How to complete this task: Go through the entries below and give the number of lines that have the string "woman", and only that.

▬▬▬

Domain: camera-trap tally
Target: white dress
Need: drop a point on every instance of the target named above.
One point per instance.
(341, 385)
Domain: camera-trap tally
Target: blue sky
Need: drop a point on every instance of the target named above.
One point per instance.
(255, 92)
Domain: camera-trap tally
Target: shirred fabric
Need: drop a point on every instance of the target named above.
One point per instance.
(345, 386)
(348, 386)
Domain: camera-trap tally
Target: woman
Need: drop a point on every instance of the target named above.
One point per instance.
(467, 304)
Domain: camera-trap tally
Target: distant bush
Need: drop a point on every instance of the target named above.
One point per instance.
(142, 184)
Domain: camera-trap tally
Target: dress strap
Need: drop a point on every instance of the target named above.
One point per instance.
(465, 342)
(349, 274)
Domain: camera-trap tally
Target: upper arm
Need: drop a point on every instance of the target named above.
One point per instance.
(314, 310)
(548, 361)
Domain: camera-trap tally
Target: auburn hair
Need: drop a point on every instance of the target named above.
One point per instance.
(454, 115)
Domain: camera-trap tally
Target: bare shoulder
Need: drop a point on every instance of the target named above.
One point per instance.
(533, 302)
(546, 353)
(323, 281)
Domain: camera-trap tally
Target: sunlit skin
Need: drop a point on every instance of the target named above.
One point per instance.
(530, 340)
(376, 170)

▬▬▬

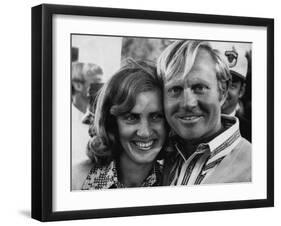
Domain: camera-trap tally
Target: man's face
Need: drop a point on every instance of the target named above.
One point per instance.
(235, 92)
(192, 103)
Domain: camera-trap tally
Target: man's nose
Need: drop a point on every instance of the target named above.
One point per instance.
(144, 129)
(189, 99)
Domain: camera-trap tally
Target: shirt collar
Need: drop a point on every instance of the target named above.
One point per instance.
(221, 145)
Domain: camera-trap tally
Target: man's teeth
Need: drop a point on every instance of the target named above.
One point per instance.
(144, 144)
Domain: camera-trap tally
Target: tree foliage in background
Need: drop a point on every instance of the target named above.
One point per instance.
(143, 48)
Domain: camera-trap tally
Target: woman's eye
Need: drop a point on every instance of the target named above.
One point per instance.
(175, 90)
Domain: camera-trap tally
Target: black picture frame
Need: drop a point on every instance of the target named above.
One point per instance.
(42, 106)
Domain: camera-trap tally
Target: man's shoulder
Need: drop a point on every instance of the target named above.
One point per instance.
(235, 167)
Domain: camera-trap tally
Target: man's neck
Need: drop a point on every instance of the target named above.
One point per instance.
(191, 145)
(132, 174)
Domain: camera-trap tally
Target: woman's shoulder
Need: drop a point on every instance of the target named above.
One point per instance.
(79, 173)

▬▬▬

Worked solution: 3